• Photo-based referring expression data:
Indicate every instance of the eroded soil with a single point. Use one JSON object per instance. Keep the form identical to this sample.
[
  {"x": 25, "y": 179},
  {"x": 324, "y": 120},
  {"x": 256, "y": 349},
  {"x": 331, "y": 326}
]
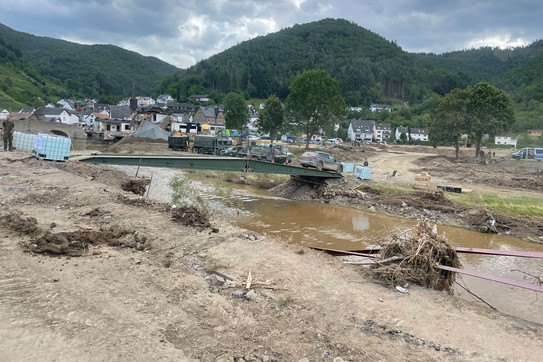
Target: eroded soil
[{"x": 133, "y": 282}]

• INSTRUCTIONS TO FOLLOW:
Each of the entries above must be output exactly, with none of the pictures.

• ANSWER FOR THE TASK:
Indicate every instance of the eroded soil with a single point. Use one JSON object per instance. Keep the form identical to this sample.
[
  {"x": 25, "y": 179},
  {"x": 324, "y": 120},
  {"x": 256, "y": 349},
  {"x": 331, "y": 326}
]
Target: eroded soil
[{"x": 133, "y": 282}]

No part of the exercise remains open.